TEXT
★ ★ ★ ★ ★ ★ ★

Miller related U.S. 1’s anecdote about his father: "He worked around
the clock one night to design the machinery to knit the first pair of
pantyhose. But because he had a new family, he was unable to
capitalize on that discovery, whereas his partner was able to run with
it. He told me that if I were ever in a similar position, to be sure I
could capitalize on it."
At the time Nyce told that story, he had dreams of making his company
a big success. Last year, in difficult financial times, Nyce lost
control of his company. Instead of working on Nyce’s projects, new
investors licensed products that were more ready to enter the
marketplace, and Nyce found himself with no job. So of course the
story Nyce told seems ironic now.
Why, you may ask, isn’t U.S. 1 Newspaper doing a cover story on the
alleged murderer? Why aren’t we doing regular, breathless updates on
each and every development in a case that hasn’t even gone to the
grand jury yet?

★ ★ ★ ★ ★ ★ ★

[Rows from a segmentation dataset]
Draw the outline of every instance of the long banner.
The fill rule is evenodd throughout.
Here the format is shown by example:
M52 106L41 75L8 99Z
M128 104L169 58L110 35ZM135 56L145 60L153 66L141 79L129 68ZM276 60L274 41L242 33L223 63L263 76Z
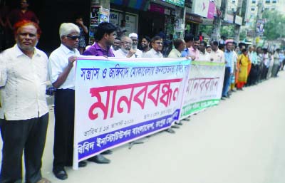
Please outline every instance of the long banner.
M192 61L185 82L180 120L217 105L224 75L224 63Z
M78 58L73 169L170 127L180 116L190 66L185 58Z

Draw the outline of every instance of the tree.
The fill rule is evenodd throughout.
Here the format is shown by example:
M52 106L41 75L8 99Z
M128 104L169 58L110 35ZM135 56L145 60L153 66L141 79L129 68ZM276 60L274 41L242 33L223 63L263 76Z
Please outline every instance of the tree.
M262 19L266 19L264 36L268 40L284 37L285 33L285 17L277 11L265 11Z

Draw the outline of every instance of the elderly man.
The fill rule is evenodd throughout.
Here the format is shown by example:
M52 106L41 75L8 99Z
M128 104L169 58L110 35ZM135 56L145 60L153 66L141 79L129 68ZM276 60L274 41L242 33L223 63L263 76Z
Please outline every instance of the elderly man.
M131 33L129 34L129 38L130 38L133 41L132 49L135 51L135 54L138 56L137 57L142 57L142 51L141 50L138 49L138 34L135 33Z
M117 58L139 58L141 55L138 55L137 51L133 49L133 41L128 36L122 37L122 46L120 49L114 52L115 57Z
M163 58L162 51L163 40L161 37L155 36L151 40L152 48L142 55L144 58Z
M209 53L206 51L207 43L202 41L199 50L200 51L199 60L202 61L209 61Z
M42 178L41 158L48 122L46 100L48 57L37 49L41 30L36 23L21 21L14 26L16 44L0 56L3 125L0 182L50 182Z
M145 54L150 50L150 37L145 36L142 38L142 43L140 43L140 47L142 49L142 54Z
M63 23L59 28L61 46L53 51L48 62L48 72L53 85L57 88L55 96L55 130L53 172L64 180L68 174L64 167L72 166L74 136L75 75L73 66L79 43L79 28L72 23ZM86 162L78 167L86 166Z
M182 57L181 52L185 49L185 41L183 39L176 39L173 41L174 48L168 54L168 58Z

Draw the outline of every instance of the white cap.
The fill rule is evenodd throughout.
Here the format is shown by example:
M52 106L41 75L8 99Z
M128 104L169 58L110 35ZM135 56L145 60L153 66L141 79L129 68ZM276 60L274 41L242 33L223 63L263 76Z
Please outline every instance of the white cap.
M131 37L135 37L135 38L138 38L138 36L137 33L131 33L129 34L129 38L131 38Z

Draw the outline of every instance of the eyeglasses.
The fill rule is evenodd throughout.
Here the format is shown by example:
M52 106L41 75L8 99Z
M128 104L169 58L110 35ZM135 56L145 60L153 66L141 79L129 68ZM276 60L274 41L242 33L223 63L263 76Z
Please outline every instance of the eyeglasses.
M66 36L72 40L76 40L80 38L80 36Z
M155 43L158 44L158 45L160 45L160 44L162 45L163 43L162 42L155 42Z
M132 45L132 43L130 42L122 42L122 43L125 45Z

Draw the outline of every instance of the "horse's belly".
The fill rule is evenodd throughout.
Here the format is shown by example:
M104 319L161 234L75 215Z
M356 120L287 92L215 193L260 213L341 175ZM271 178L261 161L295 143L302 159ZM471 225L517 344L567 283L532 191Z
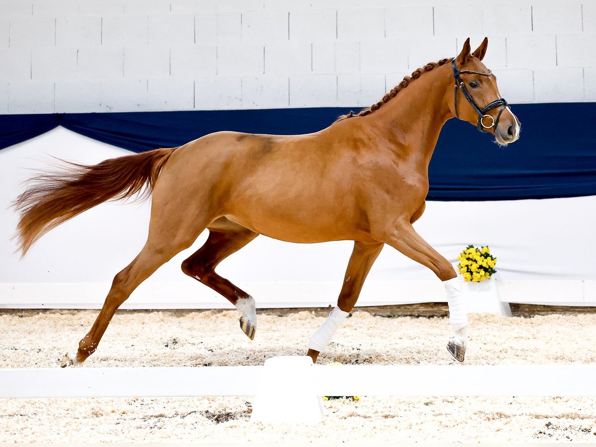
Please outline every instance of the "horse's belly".
M271 219L265 215L248 218L228 215L225 217L255 232L287 242L312 244L328 241L372 241L365 228L349 221L330 222L313 218L307 222L292 219Z

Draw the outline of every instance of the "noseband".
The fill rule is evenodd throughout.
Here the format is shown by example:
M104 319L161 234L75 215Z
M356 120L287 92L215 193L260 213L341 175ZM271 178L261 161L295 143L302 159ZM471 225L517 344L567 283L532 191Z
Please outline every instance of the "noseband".
M470 105L472 106L472 108L478 114L478 130L480 132L488 132L487 129L496 129L497 125L499 124L499 118L501 117L501 114L503 113L503 110L509 105L507 104L507 101L502 98L499 98L492 101L484 108L480 108L474 101L472 95L470 94L468 89L465 88L465 84L464 83L464 81L460 77L460 74L462 73L471 73L474 74L480 74L483 76L489 76L492 74L492 72L490 70L488 71L488 73L480 73L480 72L474 72L471 70L462 70L460 72L457 69L457 67L455 66L455 58L451 61L451 67L453 69L453 77L455 81L454 92L455 97L455 114L457 116L457 117L460 117L460 113L457 110L457 87L458 85L459 85L460 89L461 90L461 92L464 94L464 96L465 97L465 99L468 100ZM496 116L496 120L492 117L492 116L486 113L489 110L496 108L498 107L501 107L501 110L499 111L499 114ZM485 126L483 122L483 120L487 117L490 118L492 121L490 126Z

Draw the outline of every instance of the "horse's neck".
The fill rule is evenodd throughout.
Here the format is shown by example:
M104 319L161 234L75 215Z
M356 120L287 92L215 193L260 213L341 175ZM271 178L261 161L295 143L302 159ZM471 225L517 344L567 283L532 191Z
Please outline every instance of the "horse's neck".
M443 125L453 117L445 98L448 83L453 82L447 66L424 73L366 117L401 157L430 163Z

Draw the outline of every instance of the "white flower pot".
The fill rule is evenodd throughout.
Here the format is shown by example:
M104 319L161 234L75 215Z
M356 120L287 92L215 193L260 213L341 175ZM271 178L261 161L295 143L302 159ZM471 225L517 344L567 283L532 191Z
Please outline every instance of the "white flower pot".
M504 316L511 316L511 311L508 303L502 303L499 296L498 273L490 280L480 283L464 281L461 294L464 299L465 311L468 313L495 313Z

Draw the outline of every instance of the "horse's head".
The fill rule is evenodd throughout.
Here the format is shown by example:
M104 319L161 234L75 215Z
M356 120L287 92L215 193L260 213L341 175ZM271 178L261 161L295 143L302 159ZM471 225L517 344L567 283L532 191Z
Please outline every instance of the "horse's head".
M460 55L451 63L454 86L447 93L454 114L477 126L483 132L494 134L499 144L512 143L519 138L519 120L499 92L496 76L482 63L488 39L470 53L469 38Z

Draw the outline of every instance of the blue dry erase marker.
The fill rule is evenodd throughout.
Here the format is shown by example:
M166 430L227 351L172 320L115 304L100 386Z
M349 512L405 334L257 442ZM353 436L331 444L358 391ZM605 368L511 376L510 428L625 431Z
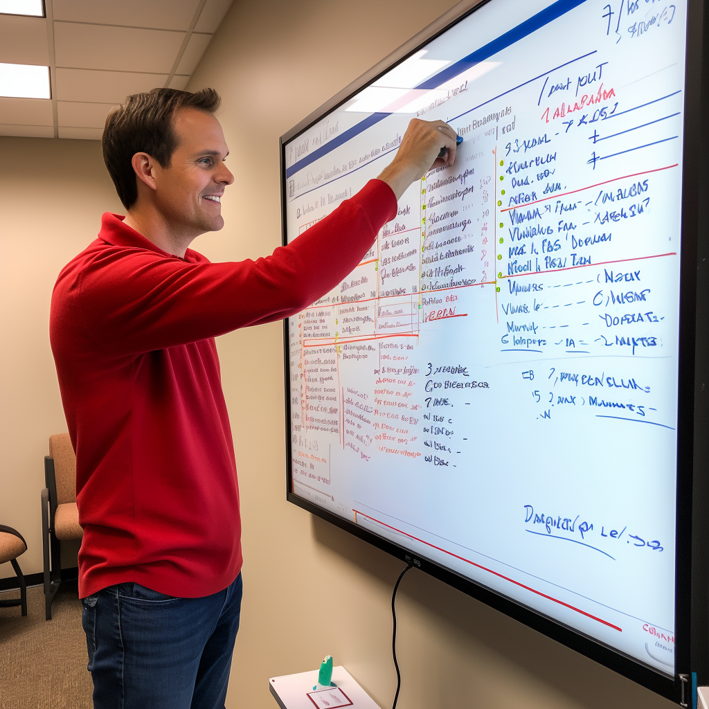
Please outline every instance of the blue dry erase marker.
M459 135L456 134L456 136L455 136L455 144L457 145L459 145L462 142L463 142L463 136L462 135ZM438 153L438 157L445 157L445 151L447 150L448 149L447 147L442 147L441 148L441 152Z

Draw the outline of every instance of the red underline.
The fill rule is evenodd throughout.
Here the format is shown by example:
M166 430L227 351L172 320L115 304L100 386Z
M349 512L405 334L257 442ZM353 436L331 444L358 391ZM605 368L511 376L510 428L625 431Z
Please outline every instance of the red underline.
M502 279L518 278L520 276L539 276L543 273L558 273L559 271L571 271L577 268L588 268L589 266L608 266L608 264L622 264L626 261L643 261L645 259L659 259L662 256L676 256L676 251L670 251L666 254L654 254L652 256L636 256L632 259L618 259L617 261L601 261L598 264L581 264L579 266L567 266L566 268L549 269L547 271L531 271L530 273L515 273L511 276L503 276Z
M370 517L369 515L365 515L364 512L359 512L358 510L352 510L355 515L362 515L363 517L366 517L369 520L372 520L373 522L376 522L377 524L381 525L384 527L387 527L390 530L393 530L394 532L398 532L399 534L403 534L405 537L408 537L410 539L415 540L417 542L420 542L422 544L425 544L428 547L431 547L433 549L437 549L439 552L443 552L444 554L447 554L449 556L454 557L456 559L460 559L462 562L467 562L468 564L472 564L474 566L476 566L478 569L481 569L484 571L489 571L494 576L499 576L501 579L504 579L505 581L508 581L510 584L514 584L515 586L518 586L520 588L524 588L525 591L531 591L532 593L536 593L537 596L541 596L544 598L547 598L549 601L553 601L556 603L559 603L560 605L564 605L567 608L571 608L571 610L575 610L576 613L581 613L582 615L586 615L587 618L593 618L594 620L598 620L598 623L602 623L604 625L608 625L609 627L613 628L615 630L618 630L618 632L623 632L623 630L618 627L617 625L614 625L613 623L608 623L608 620L603 620L601 618L596 618L595 615L591 615L591 613L587 613L585 610L581 610L581 608L577 608L575 605L570 605L569 603L565 603L563 601L559 601L558 598L554 598L554 596L547 596L546 593L542 593L540 591L535 591L534 588L530 588L528 586L525 586L524 584L520 584L518 581L515 581L513 579L510 579L508 576L503 576L502 574L498 574L497 571L493 571L491 569L488 569L486 566L481 566L479 564L476 564L475 562L470 561L469 559L466 559L464 557L459 557L457 554L454 554L452 552L449 552L447 549L441 549L440 547L437 547L434 544L430 544L428 542L425 542L423 539L419 539L418 537L414 537L412 535L407 534L406 532L402 532L401 530L396 529L396 527L391 527L389 525L386 524L379 520L375 519L374 517ZM355 520L357 518L355 517Z
M572 189L570 192L562 192L560 194L552 194L548 197L542 197L541 199L535 199L533 202L525 202L524 204L515 204L512 207L506 207L501 209L501 212L508 212L510 209L520 209L523 207L529 206L530 204L537 204L539 202L545 202L547 199L555 199L559 197L565 197L567 194L575 194L576 192L583 192L586 189L593 189L594 187L600 187L602 184L608 184L609 182L617 182L619 179L627 179L628 177L637 177L638 175L647 175L651 172L660 172L662 170L669 170L671 167L676 167L679 164L676 162L674 165L668 165L666 167L656 167L654 170L645 170L644 172L634 172L632 175L624 175L623 177L614 177L613 179L607 179L605 182L598 182L596 184L590 184L588 187L579 187L579 189Z

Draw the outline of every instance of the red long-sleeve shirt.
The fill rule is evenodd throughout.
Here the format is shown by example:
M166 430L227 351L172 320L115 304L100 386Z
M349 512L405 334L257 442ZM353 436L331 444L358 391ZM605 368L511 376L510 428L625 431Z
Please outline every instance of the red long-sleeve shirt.
M239 493L213 338L309 306L396 213L372 180L272 256L218 264L104 215L60 274L50 318L77 454L82 598L126 581L196 598L236 578Z

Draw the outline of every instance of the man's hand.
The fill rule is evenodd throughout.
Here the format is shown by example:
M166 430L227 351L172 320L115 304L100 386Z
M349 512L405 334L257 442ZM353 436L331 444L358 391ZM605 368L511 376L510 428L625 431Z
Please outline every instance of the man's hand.
M396 157L379 179L391 188L398 200L412 182L420 179L430 169L453 164L455 139L455 131L442 121L412 118ZM446 149L446 154L439 157L442 147Z

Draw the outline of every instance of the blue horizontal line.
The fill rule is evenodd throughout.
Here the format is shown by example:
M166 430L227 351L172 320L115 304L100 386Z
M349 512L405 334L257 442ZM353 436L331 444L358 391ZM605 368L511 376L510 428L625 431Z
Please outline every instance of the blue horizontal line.
M663 118L658 118L657 121L651 121L649 123L643 123L642 125L636 125L634 128L628 128L627 130L621 130L620 133L613 133L612 135L606 135L605 138L599 138L596 142L601 143L601 140L608 140L609 138L616 138L618 135L622 135L623 133L630 133L631 130L637 130L638 128L644 128L646 125L652 125L653 123L659 123L661 121L666 121L668 118L674 118L675 116L679 116L679 111L678 111L676 113L671 113L669 116L666 116Z
M613 113L613 116L607 116L604 121L609 121L610 118L615 118L616 116L623 116L623 113L630 113L631 111L637 111L638 108L644 108L646 106L649 106L651 104L657 104L659 101L664 101L665 99L669 99L671 96L675 96L676 94L681 94L682 89L680 89L679 91L673 91L671 94L668 94L666 96L660 96L659 99L655 99L654 101L649 101L647 104L641 104L640 106L636 106L633 108L626 108L625 111L621 111L618 113Z
M532 532L532 530L525 530L525 532L529 532L530 534L538 535L540 537L551 537L552 539L560 539L563 540L564 542L573 542L574 544L580 544L582 547L588 547L589 549L593 549L596 552L601 552L601 554L605 554L609 559L612 559L614 562L615 561L615 557L611 557L610 554L606 554L605 552L597 547L592 547L590 544L586 544L585 542L579 542L576 539L569 539L568 537L557 537L555 534L545 534L543 532Z
M623 416L606 416L602 413L597 413L596 418L617 418L619 421L632 421L635 423L652 423L654 426L661 426L663 428L669 428L671 431L674 429L671 426L666 426L664 423L656 423L654 421L644 421L642 418L625 418Z
M599 157L599 160L605 160L608 157L615 157L617 155L622 155L626 152L632 152L633 150L640 150L641 147L649 147L651 145L657 145L659 143L666 143L668 140L674 140L676 138L679 138L679 135L673 135L671 138L664 138L661 140L655 140L654 143L648 143L644 145L638 145L637 147L629 147L627 150L621 150L620 152L613 152L610 155L603 155L603 157Z
M312 189L307 189L304 192L299 193L297 196L302 197L303 194L307 194L308 192L312 192L313 190L320 189L320 187L324 187L326 184L330 184L332 182L335 182L340 179L340 177L349 177L353 172L357 172L357 170L361 170L363 167L367 167L367 165L372 164L374 160L378 160L380 157L384 157L384 155L388 155L390 152L393 152L394 150L398 150L398 147L393 147L391 150L387 150L386 152L382 152L381 155L377 155L376 157L373 157L368 162L365 162L364 164L360 165L359 167L355 167L354 169L350 170L349 172L343 172L341 175L337 175L337 177L333 177L332 179L328 180L327 182L323 182L322 184L318 184L317 186L313 187Z
M415 88L427 89L435 89L437 86L440 86L440 84L445 82L457 77L462 72L471 69L476 65L479 64L481 62L484 62L486 59L489 59L493 55L497 54L498 52L501 52L508 47L511 46L515 44L515 43L523 39L525 37L532 34L533 32L536 32L537 30L541 29L541 28L544 27L545 25L558 19L562 15L565 15L567 12L571 11L579 5L583 4L584 2L586 2L586 0L557 0L557 2L554 3L552 5L549 5L549 7L542 10L541 12L537 13L536 15L532 16L528 20L525 20L516 27L513 27L511 30L509 30L504 34L501 35L496 39L493 40L492 42L490 42L484 47L481 47L479 49L476 50L471 54L468 55L468 56L464 57L463 59L459 60L447 68L444 69L438 74L431 77L430 79L427 79L425 82L423 82L423 83L420 84ZM544 76L544 74L542 74L542 76ZM523 86L524 84L522 85ZM372 125L374 125L380 121L383 121L388 116L391 115L391 112L386 113L384 111L379 111L367 116L363 121L361 121L359 123L353 125L351 128L348 128L344 133L340 133L337 137L333 138L332 140L326 143L325 145L320 146L317 150L314 150L309 155L306 155L302 160L294 163L290 167L287 167L286 169L286 177L290 177L291 175L298 172L299 170L301 170L303 167L307 167L311 162L314 162L323 155L326 155L331 150L334 150L335 148L339 147L350 139L354 138L355 135L358 135L364 130L371 128Z

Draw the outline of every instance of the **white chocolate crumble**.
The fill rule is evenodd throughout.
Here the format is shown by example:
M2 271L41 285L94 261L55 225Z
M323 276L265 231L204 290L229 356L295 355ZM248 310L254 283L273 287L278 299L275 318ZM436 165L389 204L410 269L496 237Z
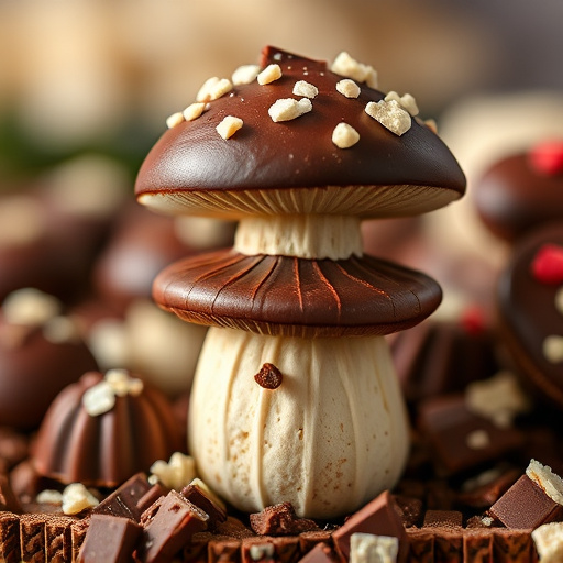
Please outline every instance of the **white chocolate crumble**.
M298 80L294 86L294 95L301 96L302 98L314 98L319 93L317 86L307 82L306 80Z
M198 119L201 113L206 110L206 103L202 101L196 101L194 103L190 103L183 112L184 119L186 121L194 121L195 119Z
M398 136L405 134L412 124L409 112L395 100L371 101L365 107L365 112Z
M223 139L231 139L236 131L239 131L243 125L243 121L241 118L235 118L234 115L227 115L219 125L217 125L217 132Z
M366 82L369 88L377 88L377 73L369 65L358 63L343 51L332 63L330 68L338 75L352 78L358 82Z
M199 89L196 95L196 101L206 102L218 100L225 93L229 93L233 89L233 85L231 80L228 78L218 78L213 76L212 78L208 78L203 86Z
M360 141L360 133L347 123L339 123L332 132L332 142L339 148L350 148Z
M282 78L282 68L279 65L268 65L264 70L258 73L256 80L261 86L264 86L266 84L274 82L279 78Z
M242 65L236 68L231 76L231 81L234 86L241 86L243 84L251 84L256 79L260 74L258 65Z
M269 107L268 114L272 118L272 121L277 123L278 121L290 121L299 118L311 110L312 103L308 98L302 98L300 100L295 100L294 98L282 98Z
M399 96L396 91L390 91L385 97L385 101L395 100L402 109L407 110L412 117L418 115L418 106L415 97L410 93Z
M345 96L346 98L357 98L360 92L362 91L360 86L357 86L354 80L351 78L343 78L339 82L336 82L336 91Z

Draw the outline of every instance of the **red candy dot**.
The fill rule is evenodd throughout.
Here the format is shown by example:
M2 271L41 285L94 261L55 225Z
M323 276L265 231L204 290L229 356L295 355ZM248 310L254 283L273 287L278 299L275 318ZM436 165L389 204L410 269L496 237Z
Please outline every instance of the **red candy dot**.
M530 163L539 174L554 176L563 173L563 141L547 141L529 153Z
M563 284L563 246L541 246L533 257L531 268L533 277L542 284Z

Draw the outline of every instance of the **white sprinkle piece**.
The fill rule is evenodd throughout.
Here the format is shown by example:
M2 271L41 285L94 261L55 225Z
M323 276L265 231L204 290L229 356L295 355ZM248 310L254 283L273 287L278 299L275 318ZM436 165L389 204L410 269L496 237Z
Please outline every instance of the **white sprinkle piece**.
M471 383L464 398L471 412L489 419L499 428L509 428L515 417L528 412L531 406L516 376L507 371Z
M184 121L184 114L181 111L177 111L176 113L173 113L168 118L166 118L166 126L168 129L173 129L176 125L179 125Z
M35 498L40 504L60 506L63 504L63 493L46 488L42 490Z
M151 477L166 487L181 490L196 478L196 462L190 455L174 452L168 462L157 460L151 465Z
M196 101L190 103L181 114L186 121L194 121L195 119L198 119L203 111L206 111L206 103L202 101Z
M399 96L396 91L390 91L385 97L385 101L395 100L402 109L407 110L412 117L418 115L418 106L415 97L410 93Z
M10 324L38 327L62 311L62 303L52 295L33 287L16 289L2 303L2 314Z
M241 118L227 115L223 121L217 125L216 130L223 139L231 139L242 125L243 121Z
M251 84L256 79L260 74L258 65L242 65L231 76L231 81L234 86L243 84Z
M115 393L107 380L102 380L85 391L82 405L90 417L98 417L115 406Z
M277 123L299 118L311 110L312 103L308 98L301 98L299 101L294 98L282 98L269 107L268 113L272 121Z
M532 540L541 563L563 561L563 522L543 523L532 531Z
M371 101L365 107L365 112L398 136L405 134L412 125L409 112L395 100Z
M356 532L350 537L350 563L395 563L399 539Z
M63 512L65 515L77 515L99 504L100 501L81 483L71 483L63 490Z
M551 364L563 362L563 336L550 334L543 341L543 355Z
M317 86L307 82L305 80L298 80L294 86L295 96L301 96L303 98L314 98L319 93Z
M336 82L336 90L346 98L357 98L360 96L360 86L350 78L343 78Z
M273 543L253 543L249 550L252 561L261 561L263 559L272 559L274 556Z
M334 59L330 69L338 75L352 78L358 82L366 82L369 88L377 88L377 73L374 68L358 63L345 51Z
M490 437L486 430L473 430L465 437L465 443L470 450L484 450L490 445Z
M282 78L282 68L279 65L268 65L264 70L258 73L258 76L256 79L258 80L258 84L261 86L264 86L266 84L274 82L275 80L278 80Z
M332 132L332 142L339 148L350 148L360 141L360 133L347 123L339 123Z
M530 460L530 463L526 468L526 475L554 503L563 505L563 479L553 473L551 467L542 465L536 460Z
M230 92L233 89L233 85L231 80L228 78L218 78L213 76L212 78L208 78L203 86L199 89L196 95L196 101L207 102L212 100L218 100L221 96Z
M563 286L560 287L555 294L555 309L563 314Z

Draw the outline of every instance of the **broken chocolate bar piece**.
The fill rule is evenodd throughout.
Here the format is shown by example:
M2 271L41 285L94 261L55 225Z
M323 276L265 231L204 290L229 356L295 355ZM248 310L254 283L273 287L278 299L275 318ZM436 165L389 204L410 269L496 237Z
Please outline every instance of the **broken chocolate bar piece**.
M130 563L142 531L131 518L92 515L80 550L80 562Z
M399 539L399 552L408 548L407 532L402 525L400 509L391 494L384 490L378 497L352 515L332 534L336 551L350 559L350 538L353 533L373 533L375 536L394 536ZM399 556L399 559L401 559Z
M267 506L262 512L250 515L250 521L258 536L290 536L319 529L312 520L299 518L290 503Z
M563 518L563 506L522 475L490 507L489 514L507 528L533 530L542 523Z
M186 500L178 492L170 490L159 498L142 517L143 539L137 558L143 563L165 563L172 560L191 536L207 528L206 512Z

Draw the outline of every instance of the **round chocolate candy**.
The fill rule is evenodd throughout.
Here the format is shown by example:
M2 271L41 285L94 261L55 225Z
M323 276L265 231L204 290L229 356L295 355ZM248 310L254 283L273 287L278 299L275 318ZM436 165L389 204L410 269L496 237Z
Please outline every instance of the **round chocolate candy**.
M563 224L520 241L498 286L501 335L515 365L563 406Z
M497 236L512 242L543 223L563 220L563 142L508 156L475 183L477 212Z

★ ★ ★ ★ ★ ★ ★

OBJECTIVE A
In the text, condense the paragraph beginning "At the time Nyce told that story" into a short bulleted list that keeps its main facts.
OBJECTIVE B
Quote the stretch of the records from their start through the line containing "M262 19L266 19L264", leaving the picture out.

WRITTEN REPLY A
- When Nyce told the story, he hoped to make his company a big success.
- Last year, during difficult financial times, he lost control of the company.
- New investors licensed products closer to market readiness instead of working on his projects, which left him without a job.
- His story now seems ironic.

WRITTEN REPLY B
Draw the outline of every instance of the long banner.
The fill rule is evenodd throughout.
Here the format is shown by example:
M52 106L41 75L8 99Z
M128 104L169 58L110 35ZM135 56L145 60L153 66L141 79L129 68ZM276 60L274 41L242 33L223 63L263 76Z
Please outline every instance of the long banner.
M192 61L185 82L180 120L217 105L224 75L224 63Z
M78 58L73 169L170 127L180 116L190 66L185 58Z

Draw the outline of every instance of the tree.
The fill rule is evenodd throughout.
Here the format is shown by example:
M52 106L41 75L8 99Z
M128 104L169 58L110 35ZM135 56L145 60L153 66L141 79L129 68ZM276 60L274 41L242 33L223 63L263 76Z
Please outline every instance of the tree.
M262 19L266 19L264 36L268 40L284 37L285 33L285 17L277 11L265 11Z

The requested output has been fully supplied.